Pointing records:
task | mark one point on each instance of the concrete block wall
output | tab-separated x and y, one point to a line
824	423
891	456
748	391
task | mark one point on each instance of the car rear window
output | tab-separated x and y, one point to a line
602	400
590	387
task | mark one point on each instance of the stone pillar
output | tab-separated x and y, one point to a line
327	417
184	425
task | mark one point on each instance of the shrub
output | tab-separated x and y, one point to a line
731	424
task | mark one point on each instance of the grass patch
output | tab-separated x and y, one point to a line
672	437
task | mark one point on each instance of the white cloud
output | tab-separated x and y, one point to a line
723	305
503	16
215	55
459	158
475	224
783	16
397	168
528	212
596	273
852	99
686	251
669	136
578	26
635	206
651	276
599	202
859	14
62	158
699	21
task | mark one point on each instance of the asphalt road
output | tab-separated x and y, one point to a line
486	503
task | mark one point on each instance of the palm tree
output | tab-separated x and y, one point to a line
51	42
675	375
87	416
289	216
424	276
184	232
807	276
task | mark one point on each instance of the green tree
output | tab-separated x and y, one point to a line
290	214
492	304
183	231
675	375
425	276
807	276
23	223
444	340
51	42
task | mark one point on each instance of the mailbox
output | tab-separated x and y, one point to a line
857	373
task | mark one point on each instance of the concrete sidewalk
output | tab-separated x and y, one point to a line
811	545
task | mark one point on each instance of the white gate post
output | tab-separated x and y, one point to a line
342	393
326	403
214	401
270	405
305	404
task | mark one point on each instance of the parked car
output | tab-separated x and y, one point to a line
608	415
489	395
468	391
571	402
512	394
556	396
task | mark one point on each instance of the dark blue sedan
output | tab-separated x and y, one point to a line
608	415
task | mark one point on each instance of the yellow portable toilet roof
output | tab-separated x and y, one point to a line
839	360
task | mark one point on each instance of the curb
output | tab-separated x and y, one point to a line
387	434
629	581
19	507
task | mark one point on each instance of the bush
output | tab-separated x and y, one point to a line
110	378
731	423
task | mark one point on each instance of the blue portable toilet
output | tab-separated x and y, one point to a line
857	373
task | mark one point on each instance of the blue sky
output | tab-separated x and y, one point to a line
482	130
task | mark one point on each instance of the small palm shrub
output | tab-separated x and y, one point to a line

THE PROBLEM: Update the lines from the one containing "task | mark one point on each instance of the small" through the end of the material, replacing "tab-separated" with "comma-separated" and leaving everything else as it is.

REPLY:
task | mark one point on each instance of the small palm shrub
output | comma-separated x and y, one point to a line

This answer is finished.